* BEGIN SUPPLIED TEXT *
Add support for emoji clusters
Resolves #113
Change-Id: Ia5f0da30559a97332748dfc9e2595852e2477d1a
diff --git a/CHANGELOG.md b/CHANGELOG.md
index ba70c7b..ae0b1dc 100644
--- a/CHANGELOG.md
+++ b/CHANGELOG.md
@@ -4,6 +4,7 @@
## 2.2.6 [unreleased]
* Fixed genderstern and omission asterisk breaking after hyphens (issue #115)
+* Added emoji complex support (issue #116)
## 2.2.5
diff --git a/src/main/jpc/jflex/de/ids_mannheim/korap/tokenizer/DerekoDfaTokenizer.jflex b/src/main/jpc/jflex/de/ids_mannheim/korap/tokenizer/DerekoDfaTokenizer.jflex
index d22a7dc..b58aa41 100644
--- a/src/main/jpc/jflex/de/ids_mannheim/korap/tokenizer/DerekoDfaTokenizer.jflex
+++ b/src/main/jpc/jflex/de/ids_mannheim/korap/tokenizer/DerekoDfaTokenizer.jflex
@@ -557,6 +557,20 @@
// blocks of question marks and exclamation marks are one token
LONG_END_PUNCT = [?!][?!1]+
+// Emoji components (Issue #113: Support emojis with modifiers and ZWJs)
* END SUPPLIED TEXT *
### TASKS TO PERFORM:
1 > Please list every distinct issue number referenced in the commit diff.
2 > Extend the commit diff with the lines that come next.
* BEGIN DATA SECTION *
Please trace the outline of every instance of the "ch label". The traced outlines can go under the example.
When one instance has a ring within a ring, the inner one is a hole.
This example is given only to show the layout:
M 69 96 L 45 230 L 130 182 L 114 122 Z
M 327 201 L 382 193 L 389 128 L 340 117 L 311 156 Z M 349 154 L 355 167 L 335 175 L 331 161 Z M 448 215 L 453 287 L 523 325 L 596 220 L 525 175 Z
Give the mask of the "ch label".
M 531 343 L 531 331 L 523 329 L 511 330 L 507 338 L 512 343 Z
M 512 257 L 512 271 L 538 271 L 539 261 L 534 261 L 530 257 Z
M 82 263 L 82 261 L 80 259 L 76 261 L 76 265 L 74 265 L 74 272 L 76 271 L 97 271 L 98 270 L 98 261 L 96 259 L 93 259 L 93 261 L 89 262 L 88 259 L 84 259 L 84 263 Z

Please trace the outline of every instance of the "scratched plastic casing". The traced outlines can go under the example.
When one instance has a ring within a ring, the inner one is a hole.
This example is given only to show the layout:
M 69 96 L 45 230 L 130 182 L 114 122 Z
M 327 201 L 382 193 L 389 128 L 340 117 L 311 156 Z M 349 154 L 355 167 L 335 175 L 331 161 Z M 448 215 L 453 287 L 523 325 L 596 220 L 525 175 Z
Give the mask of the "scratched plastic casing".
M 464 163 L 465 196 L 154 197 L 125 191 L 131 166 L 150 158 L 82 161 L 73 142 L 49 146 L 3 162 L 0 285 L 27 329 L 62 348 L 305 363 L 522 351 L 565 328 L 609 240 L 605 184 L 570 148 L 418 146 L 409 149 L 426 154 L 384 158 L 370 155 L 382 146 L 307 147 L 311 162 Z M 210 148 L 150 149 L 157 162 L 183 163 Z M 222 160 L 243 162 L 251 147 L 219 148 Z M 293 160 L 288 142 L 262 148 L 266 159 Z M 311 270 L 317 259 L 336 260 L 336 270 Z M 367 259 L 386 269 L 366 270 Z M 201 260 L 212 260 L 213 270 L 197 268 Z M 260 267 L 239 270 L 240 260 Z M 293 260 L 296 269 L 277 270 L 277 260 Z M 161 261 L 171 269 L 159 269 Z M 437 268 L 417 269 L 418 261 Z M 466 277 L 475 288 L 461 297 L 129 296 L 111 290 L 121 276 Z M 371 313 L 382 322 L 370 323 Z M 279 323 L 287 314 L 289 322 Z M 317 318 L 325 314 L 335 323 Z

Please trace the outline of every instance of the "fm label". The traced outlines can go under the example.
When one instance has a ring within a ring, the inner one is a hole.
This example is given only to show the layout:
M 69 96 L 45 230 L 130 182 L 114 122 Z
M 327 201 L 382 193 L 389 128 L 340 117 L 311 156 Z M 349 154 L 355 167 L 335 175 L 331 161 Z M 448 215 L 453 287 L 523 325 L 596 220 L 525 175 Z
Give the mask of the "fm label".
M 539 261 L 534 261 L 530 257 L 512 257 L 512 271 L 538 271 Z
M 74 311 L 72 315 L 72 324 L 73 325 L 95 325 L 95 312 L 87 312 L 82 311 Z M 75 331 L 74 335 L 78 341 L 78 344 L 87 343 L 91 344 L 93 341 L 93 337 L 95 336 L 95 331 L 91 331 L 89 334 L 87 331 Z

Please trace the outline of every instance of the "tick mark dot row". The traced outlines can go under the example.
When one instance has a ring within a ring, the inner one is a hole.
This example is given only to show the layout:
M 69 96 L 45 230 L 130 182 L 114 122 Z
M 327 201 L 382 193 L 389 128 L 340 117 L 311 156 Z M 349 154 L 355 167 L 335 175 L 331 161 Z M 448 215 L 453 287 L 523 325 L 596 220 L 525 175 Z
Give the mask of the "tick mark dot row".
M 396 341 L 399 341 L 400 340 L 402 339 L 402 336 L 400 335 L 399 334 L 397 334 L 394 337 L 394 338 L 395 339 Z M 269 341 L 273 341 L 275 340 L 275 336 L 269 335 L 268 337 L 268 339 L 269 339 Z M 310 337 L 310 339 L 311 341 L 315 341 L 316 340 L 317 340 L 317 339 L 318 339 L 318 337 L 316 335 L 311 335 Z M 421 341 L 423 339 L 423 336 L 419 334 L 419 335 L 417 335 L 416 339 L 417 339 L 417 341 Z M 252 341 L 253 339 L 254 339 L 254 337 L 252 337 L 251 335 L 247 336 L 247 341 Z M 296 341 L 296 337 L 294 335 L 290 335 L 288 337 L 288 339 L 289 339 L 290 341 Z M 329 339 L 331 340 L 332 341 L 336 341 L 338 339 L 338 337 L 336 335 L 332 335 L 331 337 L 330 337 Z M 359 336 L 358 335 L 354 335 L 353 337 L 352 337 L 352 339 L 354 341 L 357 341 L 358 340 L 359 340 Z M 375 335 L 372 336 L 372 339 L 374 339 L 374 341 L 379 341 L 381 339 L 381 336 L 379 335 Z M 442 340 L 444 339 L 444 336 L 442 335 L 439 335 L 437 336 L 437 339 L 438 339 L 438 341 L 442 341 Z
* END DATA SECTION *
### ANSWER LIST:
1 > #113, #115, #116

2 >
+ZWJ = \u200D
+SKIN_TONE_MODIFIER = [\u{1F3FB}-\u{1F3FF}]
+VARIATION_SELECTOR = [\uFE0E\uFE0F]
+KEYCAP = \u20E3
+REGIONAL_INDICATOR = [\u{1F1E6}-\u{1F1FF}]
+
+// Base emoji ranges (major emoji blocks)
+EMOJI_BASE = ([\u{1F300}-\u{1F9FF}] | [\u{1FA00}-\u{1FAFF}] | [\u{2600}-\u{27BF}] | [\u{2300}-\u{23FF}] | [\u{2700}-\u{27BF}])
+
+// Emoji complex: base emoji optionally followed by modifiers, with ZWJ chaining
+EMOJI_COMPLEX = {EMOJI_BASE}{VARIATION_SELECTOR}?({SKIN_TONE_MODIFIER}|{KEYCAP})?({ZWJ}{EMOJI_BASE}{VARIATION_SELECTOR}?{SKIN_TONE_MODIFIER}?)*
+ | {REGIONAL_INDICATOR}{REGIONAL_INDICATOR}
+
WORD = ({IRISH_O}?{ALPHANUM}+|[Qq]ur{Q}an)
// pragmas used for anonymization etc.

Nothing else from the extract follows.